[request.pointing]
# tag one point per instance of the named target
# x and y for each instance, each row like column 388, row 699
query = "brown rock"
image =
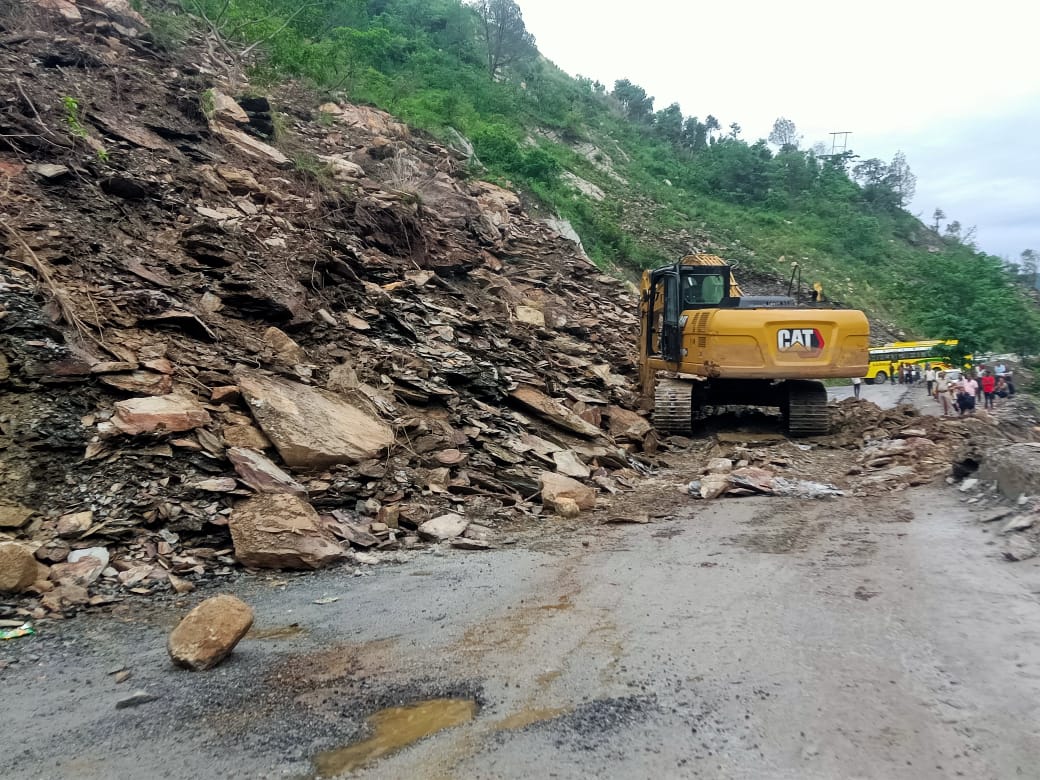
column 250, row 146
column 566, row 507
column 284, row 347
column 556, row 486
column 209, row 632
column 225, row 394
column 65, row 596
column 443, row 527
column 75, row 524
column 148, row 383
column 14, row 515
column 715, row 485
column 281, row 530
column 553, row 411
column 260, row 472
column 568, row 463
column 159, row 414
column 18, row 567
column 719, row 466
column 225, row 107
column 629, row 425
column 313, row 429
column 52, row 552
column 249, row 437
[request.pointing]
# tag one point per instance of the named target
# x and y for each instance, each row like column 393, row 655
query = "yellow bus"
column 937, row 353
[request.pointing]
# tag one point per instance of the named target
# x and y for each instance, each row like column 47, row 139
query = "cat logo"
column 807, row 340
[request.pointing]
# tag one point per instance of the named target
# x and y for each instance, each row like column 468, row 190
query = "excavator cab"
column 675, row 289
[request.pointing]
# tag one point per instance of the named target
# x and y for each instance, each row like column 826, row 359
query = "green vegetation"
column 669, row 179
column 71, row 106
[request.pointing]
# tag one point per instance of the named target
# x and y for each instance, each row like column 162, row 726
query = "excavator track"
column 807, row 413
column 673, row 408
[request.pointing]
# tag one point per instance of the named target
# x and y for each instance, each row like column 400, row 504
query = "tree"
column 711, row 124
column 1029, row 263
column 784, row 134
column 634, row 102
column 504, row 34
column 901, row 180
column 668, row 123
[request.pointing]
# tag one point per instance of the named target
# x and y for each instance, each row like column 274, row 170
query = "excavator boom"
column 730, row 348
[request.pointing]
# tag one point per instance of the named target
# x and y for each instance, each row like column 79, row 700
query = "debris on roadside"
column 209, row 632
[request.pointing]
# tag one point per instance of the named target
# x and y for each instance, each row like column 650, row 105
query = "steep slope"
column 190, row 316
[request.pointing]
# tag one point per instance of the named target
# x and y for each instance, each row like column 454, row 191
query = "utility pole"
column 839, row 146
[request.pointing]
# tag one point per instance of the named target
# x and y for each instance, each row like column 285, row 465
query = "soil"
column 876, row 637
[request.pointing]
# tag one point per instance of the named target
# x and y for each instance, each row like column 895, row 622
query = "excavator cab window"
column 705, row 287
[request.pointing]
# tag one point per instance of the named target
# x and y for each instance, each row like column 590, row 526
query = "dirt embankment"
column 287, row 332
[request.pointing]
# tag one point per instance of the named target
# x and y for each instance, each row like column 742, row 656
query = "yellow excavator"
column 721, row 347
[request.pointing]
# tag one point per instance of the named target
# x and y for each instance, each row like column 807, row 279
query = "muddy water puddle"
column 394, row 729
column 277, row 632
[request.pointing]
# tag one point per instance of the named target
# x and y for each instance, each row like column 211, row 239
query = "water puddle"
column 278, row 632
column 527, row 717
column 396, row 728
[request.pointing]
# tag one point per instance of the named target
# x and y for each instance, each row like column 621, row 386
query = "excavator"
column 718, row 346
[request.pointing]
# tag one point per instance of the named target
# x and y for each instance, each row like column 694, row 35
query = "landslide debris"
column 269, row 330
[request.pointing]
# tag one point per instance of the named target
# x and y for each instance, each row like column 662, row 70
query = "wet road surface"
column 746, row 638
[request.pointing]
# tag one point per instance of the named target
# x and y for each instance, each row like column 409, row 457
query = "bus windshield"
column 887, row 361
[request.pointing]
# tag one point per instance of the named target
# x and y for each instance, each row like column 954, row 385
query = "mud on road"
column 868, row 637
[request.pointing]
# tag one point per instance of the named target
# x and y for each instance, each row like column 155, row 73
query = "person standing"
column 968, row 388
column 942, row 392
column 988, row 384
column 929, row 378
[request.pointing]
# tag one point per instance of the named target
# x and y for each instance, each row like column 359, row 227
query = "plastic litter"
column 25, row 629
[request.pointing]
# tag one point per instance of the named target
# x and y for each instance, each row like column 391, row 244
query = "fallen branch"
column 52, row 287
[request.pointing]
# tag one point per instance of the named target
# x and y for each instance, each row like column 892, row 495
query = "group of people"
column 961, row 395
column 957, row 394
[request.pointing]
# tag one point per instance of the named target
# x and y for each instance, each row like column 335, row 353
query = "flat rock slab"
column 159, row 414
column 18, row 567
column 553, row 411
column 443, row 527
column 261, row 473
column 568, row 463
column 14, row 515
column 281, row 530
column 209, row 632
column 556, row 487
column 312, row 429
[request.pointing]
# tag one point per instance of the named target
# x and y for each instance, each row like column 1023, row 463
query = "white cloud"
column 907, row 74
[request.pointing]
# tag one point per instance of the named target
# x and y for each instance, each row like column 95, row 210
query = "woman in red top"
column 988, row 383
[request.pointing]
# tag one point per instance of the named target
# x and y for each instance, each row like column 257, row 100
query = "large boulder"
column 312, row 429
column 443, row 527
column 18, row 567
column 555, row 487
column 1015, row 468
column 209, row 632
column 281, row 530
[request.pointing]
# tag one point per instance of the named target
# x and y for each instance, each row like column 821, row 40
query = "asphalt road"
column 749, row 638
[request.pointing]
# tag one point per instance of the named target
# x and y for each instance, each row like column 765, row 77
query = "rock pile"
column 223, row 348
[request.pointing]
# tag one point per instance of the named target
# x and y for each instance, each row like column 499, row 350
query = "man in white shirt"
column 942, row 392
column 929, row 378
column 967, row 389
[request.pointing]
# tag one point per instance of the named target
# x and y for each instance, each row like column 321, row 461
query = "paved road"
column 748, row 638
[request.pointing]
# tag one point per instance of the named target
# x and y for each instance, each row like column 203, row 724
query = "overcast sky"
column 955, row 85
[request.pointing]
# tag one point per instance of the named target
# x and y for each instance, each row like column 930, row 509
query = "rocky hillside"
column 262, row 330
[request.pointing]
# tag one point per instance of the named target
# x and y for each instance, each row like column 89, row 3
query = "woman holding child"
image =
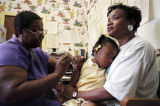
column 133, row 72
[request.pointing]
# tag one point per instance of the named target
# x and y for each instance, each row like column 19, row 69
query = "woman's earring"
column 130, row 27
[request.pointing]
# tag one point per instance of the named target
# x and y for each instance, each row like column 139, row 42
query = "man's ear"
column 19, row 31
column 132, row 22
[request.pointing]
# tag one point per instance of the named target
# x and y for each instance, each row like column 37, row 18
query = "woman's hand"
column 68, row 91
column 63, row 64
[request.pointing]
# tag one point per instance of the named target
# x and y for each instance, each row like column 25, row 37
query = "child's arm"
column 77, row 65
column 75, row 76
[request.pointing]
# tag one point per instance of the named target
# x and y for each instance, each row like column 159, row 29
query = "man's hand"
column 63, row 64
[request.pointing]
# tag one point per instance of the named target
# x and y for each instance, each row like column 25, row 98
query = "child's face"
column 106, row 55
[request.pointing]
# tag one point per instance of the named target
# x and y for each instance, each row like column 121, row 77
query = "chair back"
column 158, row 92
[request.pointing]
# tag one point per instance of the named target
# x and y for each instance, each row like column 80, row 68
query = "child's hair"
column 102, row 41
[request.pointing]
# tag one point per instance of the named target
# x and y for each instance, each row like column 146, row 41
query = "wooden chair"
column 142, row 101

++++++

• Exercise: Rewrite every line of the records above as a numbered list, skipping blank lines and leaving out the pictures.

• Response:
1. [request.pointing]
2. # tag one point per instance of the named target
3. # x and y for each instance, each row like column 388, row 699
4. query = "brown rock"
5. image =
6. column 250, row 146
7. column 566, row 507
8. column 284, row 347
9. column 556, row 486
10. column 209, row 632
11. column 225, row 394
12. column 65, row 596
13. column 443, row 527
14. column 75, row 524
15. column 148, row 383
16. column 14, row 515
17. column 715, row 485
18. column 281, row 530
19. column 553, row 411
20. column 260, row 472
21. column 568, row 463
22. column 159, row 414
23. column 18, row 567
24. column 719, row 466
25. column 225, row 107
26. column 629, row 425
27. column 313, row 429
28. column 52, row 552
29. column 249, row 437
30. [request.pointing]
31. # tag one point per instance of the named target
32. # x and y for each instance, each row like column 393, row 655
33. query = "yellow bus"
34. column 937, row 353
35. [request.pointing]
36. # tag one point per instance of the named target
37. # x and y for each instance, each row like column 47, row 139
38. query = "cat logo"
39. column 807, row 340
40. [request.pointing]
41. # tag one point per instance of the named target
42. # x and y for each instance, each row like column 468, row 190
43. query = "excavator cab"
44. column 675, row 289
45. [request.pointing]
46. # tag one point per instance of the named target
47. # x and y for each instance, each row like column 826, row 359
48. query = "green vegetation"
49. column 669, row 179
50. column 71, row 106
51. [request.pointing]
52. # tag one point per instance of the named target
53. # x and y for each instance, each row like column 162, row 726
54. query = "excavator track"
55. column 807, row 413
56. column 673, row 408
57. [request.pointing]
58. # tag one point per instance of the named target
59. # x and y for each instance, each row like column 400, row 504
60. query = "tree"
61. column 711, row 124
62. column 1029, row 263
63. column 784, row 134
64. column 634, row 102
65. column 504, row 34
66. column 901, row 180
67. column 668, row 123
68. [request.pointing]
69. # tag one point per instance of the named target
70. # x and y for each instance, each row like column 274, row 170
71. query = "excavator boom"
72. column 730, row 348
73. [request.pointing]
74. # tag one point per instance of the named target
75. # x and y for each instance, each row like column 79, row 700
76. query = "debris on roadside"
77. column 209, row 632
78. [request.pointing]
79. # tag one point per instance of the named target
80. # x and y for each instance, each row like column 650, row 105
81. query = "steep slope"
82. column 190, row 316
83. [request.pointing]
84. # tag one point per instance of the named target
85. # x and y for each instance, each row like column 454, row 191
86. query = "utility pole"
87. column 839, row 146
88. [request.pointing]
89. # tag one point per instance of the named target
90. # x and y for each instance, each row like column 285, row 465
91. query = "soil"
92. column 876, row 637
93. [request.pointing]
94. # tag one point per instance of the named target
95. # x and y for each instance, each row like column 895, row 622
96. query = "excavator cab window"
97. column 705, row 287
98. [request.pointing]
99. # tag one point per instance of the named target
100. # x and y for each instance, each row like column 590, row 526
101. query = "dirt embankment"
102. column 287, row 332
103. [request.pointing]
104. # tag one point per instance of the named target
105. # x and y for each instance, each row like column 742, row 656
106. query = "yellow excavator"
107. column 721, row 347
108. [request.pointing]
109. # tag one point per instance of the named target
110. # x and y for each instance, each row like column 807, row 279
111. query = "muddy water puddle"
112. column 394, row 729
113. column 277, row 632
114. [request.pointing]
115. # tag one point per instance of the named target
116. # x and y for each instance, each row like column 211, row 239
117. query = "water puddle"
118. column 278, row 632
119. column 527, row 717
120. column 396, row 728
121. [request.pointing]
122. # tag one point per instance of the named target
123. # x and y for each instance, each row like column 621, row 386
124. query = "excavator"
125. column 718, row 346
126. [request.pointing]
127. # tag one point per instance of the named target
128. # x and y for each instance, each row like column 694, row 35
129. query = "landslide debris"
130. column 269, row 330
131. [request.pointing]
132. # tag one point per instance of the named target
133. # x and y for each instance, each row like column 662, row 70
134. query = "wet road surface"
135. column 746, row 638
136. [request.pointing]
137. # tag one point per instance of the named target
138. # x and y for each instance, each row like column 409, row 457
139. query = "bus windshield"
140. column 887, row 361
141. [request.pointing]
142. # tag one point per instance of the named target
143. # x and y for each instance, each row like column 954, row 385
144. query = "mud on road"
145. column 868, row 637
146. [request.pointing]
147. # tag one point per instance of the named target
148. # x and y for each instance, each row like column 155, row 73
149. query = "person standing"
150. column 968, row 388
151. column 942, row 392
152. column 988, row 384
153. column 929, row 378
154. [request.pointing]
155. # tag one point per instance of the named target
156. # x and y for each instance, each row like column 359, row 227
157. query = "plastic litter"
158. column 25, row 629
159. [request.pointing]
160. # tag one point per instance of the named target
161. # x and y for each instance, each row like column 391, row 244
162. query = "fallen branch"
163. column 52, row 287
164. [request.pointing]
165. # tag one point per instance of the named target
166. # x and y for each instance, each row like column 892, row 495
167. query = "group of people"
168. column 961, row 395
169. column 957, row 394
170. [request.pointing]
171. # tag one point per instance of the named target
172. # x and y for each instance, each row like column 335, row 353
173. query = "flat rock slab"
174. column 159, row 414
175. column 18, row 567
176. column 553, row 411
177. column 443, row 527
178. column 261, row 473
179. column 568, row 463
180. column 14, row 515
181. column 281, row 530
182. column 209, row 632
183. column 556, row 487
184. column 312, row 429
185. [request.pointing]
186. # tag one point per instance of the named target
187. # x and y for each instance, each row like column 1023, row 463
188. query = "white cloud"
189. column 907, row 74
190. [request.pointing]
191. # tag one point per instance of the named target
192. # x and y for each instance, each row like column 95, row 210
193. query = "woman in red top"
194. column 988, row 383
195. [request.pointing]
196. # tag one point per instance of the named target
197. # x and y for each instance, each row like column 257, row 100
198. query = "large boulder"
199. column 312, row 429
200. column 443, row 527
201. column 18, row 567
202. column 555, row 487
203. column 1015, row 468
204. column 209, row 632
205. column 281, row 530
206. [request.pointing]
207. # tag one point per instance of the named target
208. # x and y for each instance, each row like column 821, row 40
209. query = "asphalt road"
210. column 749, row 638
211. [request.pointing]
212. # tag one point per instance of the named target
213. # x and y for each instance, each row like column 765, row 77
214. query = "rock pile"
215. column 223, row 348
216. [request.pointing]
217. # tag one point per instance of the named target
218. # x and y for each instance, each row like column 499, row 350
219. query = "man in white shirt"
220. column 942, row 392
221. column 929, row 378
222. column 967, row 389
223. [request.pointing]
224. # tag one point per instance of the named target
225. # x and y for each instance, each row like column 321, row 461
226. query = "paved road"
227. column 748, row 638
228. [request.pointing]
229. # tag one point per instance of the named target
230. # x and y for each instance, each row like column 203, row 724
231. query = "overcast sky"
232. column 955, row 85
233. [request.pointing]
234. # tag one point per instance of the named target
235. # x and y for each instance, each row like column 930, row 509
236. query = "rocky hillside"
237. column 262, row 330
238. [request.pointing]
239. # tag one point per instance of the named target
240. # x and y for each instance, each row like column 89, row 3
241. query = "woman holding child"
242. image =
243. column 133, row 72
244. [request.pointing]
245. # tag one point per instance of the named target
246. # x and y for each instance, each row like column 19, row 69
247. query = "woman's earring"
248. column 130, row 27
249. [request.pointing]
250. # tag one point per instance of the named target
251. # x and y for each instance, each row like column 139, row 42
252. query = "man's ear"
253. column 19, row 31
254. column 132, row 22
255. [request.pointing]
256. # tag one point per instance of the named target
257. # x and y for each instance, each row like column 37, row 18
258. query = "woman's hand"
259. column 68, row 91
260. column 63, row 64
261. [request.pointing]
262. # tag one point per instance of the named target
263. # x and y for each instance, each row like column 25, row 37
264. query = "child's arm"
265. column 77, row 65
266. column 75, row 76
267. [request.pointing]
268. # tag one point per instance of the named target
269. # x and y for each instance, each row like column 159, row 29
270. query = "man's hand"
271. column 63, row 64
272. [request.pointing]
273. # tag one point per instance of the named target
274. # x and y for each instance, each row like column 25, row 98
275. query = "child's face"
276. column 106, row 55
277. [request.pointing]
278. # tag one point per instance of the named target
279. # x and y for each instance, each row like column 121, row 77
280. query = "chair back"
281. column 158, row 92
282. [request.pointing]
283. # tag one point per instance of the named target
284. # x and y for each instance, each row like column 80, row 68
285. query = "child's hair"
286. column 102, row 41
287. [request.pointing]
288. # tag one point per instance of the named target
289. # x and y for each instance, each row like column 146, row 41
290. query = "wooden chair"
291. column 142, row 101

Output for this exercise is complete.